- _ЗАДАНИЯ_
1/ Перепишите фрагмент текста о Карамзине от слов "Смерть отца неожиданно" до слов "только литературным трудом." включительно и замените в нем "поручика" на "капитана".
2/ Кто, согласно тексту о Карамзине, принял его в масонскую ложу?

По заведенному порядку дворянские дети поступали на военную службу – и Карамзин поступил в один из лучших гвардейских полков. Но военная служба не привлекала юношу – он еще в пансионе проявил склонность к литературным занятиям и в Петербурге их продолжил. В 1783 г. появился в печати первый карамзинский перевод идиллии швейцарского поэта Геснера – «Деревянная нога».1

Смерть отца неожиданно изменила его судьбу: 1 января 1784 г. он подал в отставку и в чине поручика был выпущен из армии. Больше Карамзин не служил и всю жизнь занимался только литературным трудом.

2

После устройства своих дел в Симбирске Карамзин в 1784 г. приезжает в Москву. Земляк Карамзина – масон и переводчик И. П. Тургенев – принял его в масонскую ложу, познакомил со своим приятелем, крупным русским просветителем и книгоиздателем Николаем Новиковым, сближение с которым оказало благотворное влияние на начинающего литератора.

В 1780-е гг. Новиков последовательно издавал ряд журналов: «Утренний свет», «Московское издание», «Прибавление к „Московским ведомостям“», «Детское чтение» и др., редактировал газету «Московские ведомости». Но главным делом его было издание художественной литературы – русской и иностранной в переводах, сочинений по философии, истории, социологии, учебных пособий, книг, посвященных домоводству и хозяйственным делам, различных медицинских «лечебников» и руководств.

- _Данные локализации: по одной точке на каждый объект_
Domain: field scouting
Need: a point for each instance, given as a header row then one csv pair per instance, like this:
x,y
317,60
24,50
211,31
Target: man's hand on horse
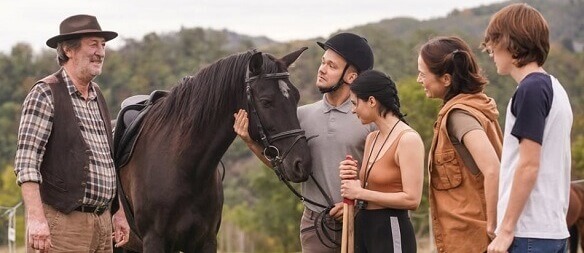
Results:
x,y
121,234
39,236
240,126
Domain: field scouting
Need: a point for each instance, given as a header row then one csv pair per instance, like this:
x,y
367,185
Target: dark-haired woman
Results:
x,y
465,153
391,177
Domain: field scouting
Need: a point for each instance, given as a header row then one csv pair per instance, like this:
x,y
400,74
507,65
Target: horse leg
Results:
x,y
154,244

- _ОТВЕТЫ_
1/
Смерть отца неожиданно изменила его судьбу: 1 января 1784 г. он подал в отставку и в чине капитана был выпущен из армии. Больше Карамзин не служил и всю жизнь занимался только литературным трудом.

2/ Масон и переводчик И. П. Тургенев, земляк Карамзина.